(SUPPLIED TEXT)

◆ ◆ ◆ ◆ ◆ ◆ ◆

The profile 224 of the bit face 204, as defined by blades 206, is illustrated in FIG. 10, wherein bit 200 is shown adjacent a subterranean rock formation 40 at the bottom of the well bore. First region 226 and second region 228 on profile 224 face adjacent rock zones 42 and 44 of formation 40 and respectively carry large chamfer cutters 110 and small chamfer cutters 10. First region 226 may be said to comprise the cone 230 of the bit profile 224, as illustrated, whereas second region 228 may be said to comprise the nose 232, and flank 234 and extend to shoulder 236 of profile 224, terminating at gage 207.
In a currently preferred embodiment of the invention and with particular reference to FIGS. 9 and 10, large chamfer cutters 110 may comprise cutters having PDC tables in excess of 0.070 inch depth, and preferably about 0.080 to 0.090 inch depth, with chamfers 124 of about a 0.030 to 0.060 inch width, looking at and perpendicular to the cutting face 120, and oriented at a 45° angle to the cutter axis 118. The cutters themselves, as disposed in first region 226, are backraked at 20° to the bit profile (see cutters 110 shown partially in broken lines in FIG. 10 to denote 20° backrake) at each respective cutter location, thus providing chamfers 124 with a 65° backrake. Cutters 10, on the other hand, disposed in second region 228, may comprise conventionally-chamfered cutters having about a 0.030 inch PDC table thickness, and about a 0.010 to 0.020 inch chamfer width looking at and perpendicular to cutting face 20, with chamfers 24 oriented at a 45° angle to the cutter axis 18. Cutters 10 are themselves backraked at 15° on nose 232, providing a 60° chamfer backrake, while cutter backrake is further reduced to 10° at the flank 234, shoulder 236 and on the gage 207 of bit 200, resulting in a 55° chamfer backrake. The PDC cutters 10 immediately above gage 207 include performed flats thereon oriented parallel to the longitudinal axis of the bit 200, as known in the art. In steerable applications requiring greater durability at the shoulder 236, large chamfer cutters 110 may optionally be employed, but oriented at a 10° cutter backrake. Further, the chamfer angle of cutters 110 in each of first region 226 and shoulder 236 may be other than 45°. For example, 70° chamfer angles may be employed with chamfer widths (looking vertically at the cutting face of the cutter) in the range of about 0.035 to 0.045 inch, cutters 110 being disposed at appropriate backrakes to achieve the desired chamfer rake angles in the respective regions.
A boundary region, rather than a sharp boundary, may exist between first and second regions 226 and 228. For example, rock zone 46 bridging the adjacent edges of rock zones 42 and 44 of formation 40, may comprise an area wherein demands on cutters and the strength of the formation are always in transition due to bit dynamics. Alternatively, the rock zone 46 may initiate the presence of a third region on the bit profile, wherein a third size of cutter chamfer is desirable. In any case, the annular area of profile 224 opposing zone 46 may be populated with cutters of both types (i.e., width and chamfer angle) and employing backrakes respectively employed in first region 226 and those of second region 228, or cutters with chamfer sizes, angles and cutter backrakes intermediate those of the cutters in first and second regions 226 and 228 may be employed.

◆ ◆ ◆ ◆ ◆ ◆ ◆

(SUPPLIED INFORMATION)
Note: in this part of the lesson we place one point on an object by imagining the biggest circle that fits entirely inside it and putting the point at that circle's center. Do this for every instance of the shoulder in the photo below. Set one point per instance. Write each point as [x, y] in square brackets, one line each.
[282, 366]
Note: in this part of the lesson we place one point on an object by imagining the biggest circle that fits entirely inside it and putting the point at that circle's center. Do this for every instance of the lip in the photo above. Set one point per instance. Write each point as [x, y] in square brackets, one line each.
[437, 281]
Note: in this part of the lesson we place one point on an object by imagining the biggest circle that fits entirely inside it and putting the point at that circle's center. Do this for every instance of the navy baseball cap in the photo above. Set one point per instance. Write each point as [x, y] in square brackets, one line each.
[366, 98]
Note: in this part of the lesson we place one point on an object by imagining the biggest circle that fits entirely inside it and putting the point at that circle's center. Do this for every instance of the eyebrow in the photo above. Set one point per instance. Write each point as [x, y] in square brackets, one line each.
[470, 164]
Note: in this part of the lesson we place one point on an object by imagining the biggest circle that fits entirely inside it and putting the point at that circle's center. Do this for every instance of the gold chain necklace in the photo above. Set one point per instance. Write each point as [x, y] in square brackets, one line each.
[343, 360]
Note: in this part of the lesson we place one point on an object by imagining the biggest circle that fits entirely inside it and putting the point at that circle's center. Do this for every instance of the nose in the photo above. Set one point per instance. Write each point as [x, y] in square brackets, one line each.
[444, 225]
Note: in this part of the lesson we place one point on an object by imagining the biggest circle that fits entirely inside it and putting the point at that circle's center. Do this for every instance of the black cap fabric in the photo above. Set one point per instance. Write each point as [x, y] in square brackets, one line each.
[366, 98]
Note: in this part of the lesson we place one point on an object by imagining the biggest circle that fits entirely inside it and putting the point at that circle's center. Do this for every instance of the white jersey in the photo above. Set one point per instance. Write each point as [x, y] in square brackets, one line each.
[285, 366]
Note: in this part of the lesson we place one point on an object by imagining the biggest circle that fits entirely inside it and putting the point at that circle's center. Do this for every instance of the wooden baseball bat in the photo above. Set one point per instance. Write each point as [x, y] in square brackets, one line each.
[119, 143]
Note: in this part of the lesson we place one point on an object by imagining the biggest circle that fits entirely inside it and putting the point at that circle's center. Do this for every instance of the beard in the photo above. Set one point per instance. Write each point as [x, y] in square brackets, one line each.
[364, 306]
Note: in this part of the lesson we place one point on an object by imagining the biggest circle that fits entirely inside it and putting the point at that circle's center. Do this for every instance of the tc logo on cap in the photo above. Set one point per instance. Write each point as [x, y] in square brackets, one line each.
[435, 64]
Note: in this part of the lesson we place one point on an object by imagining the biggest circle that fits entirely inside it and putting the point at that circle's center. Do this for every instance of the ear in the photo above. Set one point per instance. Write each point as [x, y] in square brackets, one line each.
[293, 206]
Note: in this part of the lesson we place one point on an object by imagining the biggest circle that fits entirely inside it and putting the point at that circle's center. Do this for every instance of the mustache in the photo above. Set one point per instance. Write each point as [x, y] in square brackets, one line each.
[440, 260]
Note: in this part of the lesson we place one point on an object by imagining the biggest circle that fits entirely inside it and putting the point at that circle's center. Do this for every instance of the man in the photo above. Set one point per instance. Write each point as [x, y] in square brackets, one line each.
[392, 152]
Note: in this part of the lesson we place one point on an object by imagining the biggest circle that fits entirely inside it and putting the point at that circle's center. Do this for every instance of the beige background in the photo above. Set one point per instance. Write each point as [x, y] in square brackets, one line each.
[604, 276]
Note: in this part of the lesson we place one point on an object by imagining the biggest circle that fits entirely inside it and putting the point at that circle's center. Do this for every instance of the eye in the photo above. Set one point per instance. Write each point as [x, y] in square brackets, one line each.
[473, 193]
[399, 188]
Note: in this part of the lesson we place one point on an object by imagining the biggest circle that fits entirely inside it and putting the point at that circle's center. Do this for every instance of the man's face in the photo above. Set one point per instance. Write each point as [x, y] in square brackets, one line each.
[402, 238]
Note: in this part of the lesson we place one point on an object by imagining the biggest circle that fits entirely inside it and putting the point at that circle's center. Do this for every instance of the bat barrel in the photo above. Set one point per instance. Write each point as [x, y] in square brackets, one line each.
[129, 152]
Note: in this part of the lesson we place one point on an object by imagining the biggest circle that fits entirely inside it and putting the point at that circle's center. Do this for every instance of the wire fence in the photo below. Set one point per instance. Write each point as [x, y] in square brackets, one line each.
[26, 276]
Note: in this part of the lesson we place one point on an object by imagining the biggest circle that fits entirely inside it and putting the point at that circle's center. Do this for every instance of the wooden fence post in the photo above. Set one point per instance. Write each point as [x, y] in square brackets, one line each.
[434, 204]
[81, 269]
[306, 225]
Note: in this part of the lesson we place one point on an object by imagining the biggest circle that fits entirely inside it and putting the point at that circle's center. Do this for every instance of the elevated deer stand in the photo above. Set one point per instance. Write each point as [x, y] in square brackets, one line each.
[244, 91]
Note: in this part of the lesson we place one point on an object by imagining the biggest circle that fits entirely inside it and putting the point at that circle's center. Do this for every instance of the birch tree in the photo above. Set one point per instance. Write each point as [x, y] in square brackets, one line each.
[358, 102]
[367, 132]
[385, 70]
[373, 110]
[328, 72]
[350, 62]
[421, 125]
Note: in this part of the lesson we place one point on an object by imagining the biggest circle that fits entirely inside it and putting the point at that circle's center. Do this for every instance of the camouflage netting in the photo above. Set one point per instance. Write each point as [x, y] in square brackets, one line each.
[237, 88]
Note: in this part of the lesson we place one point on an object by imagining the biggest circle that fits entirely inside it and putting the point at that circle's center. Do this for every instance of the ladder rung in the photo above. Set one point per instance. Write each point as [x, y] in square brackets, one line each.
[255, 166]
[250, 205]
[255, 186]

◆ ◆ ◆ ◆ ◆ ◆ ◆

(REQUEST A) Condense the drill bit text's paragraph that begins "A boundary region, rather than a sharp boundary," keeping its main facts.
(REQUEST B) In the drill bit text, swap "subterranean" for "underground" and give the passage from "The profile 224" to "at gage 207." again.

(TASK OUTPUT A) Instead of a sharp boundary, a boundary region may lie between first and second regions 226 and 228. Rock zone 46 bridges the adjacent edges of rock zones 42 and 44. It may be an area where cutter demands and formation strength are always in transition because of bit dynamics. Alternatively, it may start a third region on the bit profile where a third cutter chamfer size is desirable. In either case, the annular area of profile 224 opposite zone 46 may hold both cutter types, with the backrakes used in each region. Or it may hold cutters whose chamfer sizes, angles and backrakes fall between those of the two regions.

(TASK OUTPUT B)
The profile 224 of the bit face 204, as defined by blades 206, is illustrated in FIG. 10, wherein bit 200 is shown adjacent a underground rock formation 40 at the bottom of the well bore. First region 226 and second region 228 on profile 224 face adjacent rock zones 42 and 44 of formation 40 and respectively carry large chamfer cutters 110 and small chamfer cutters 10. First region 226 may be said to comprise the cone 230 of the bit profile 224, as illustrated, whereas second region 228 may be said to comprise the nose 232, and flank 234 and extend to shoulder 236 of profile 224, terminating at gage 207.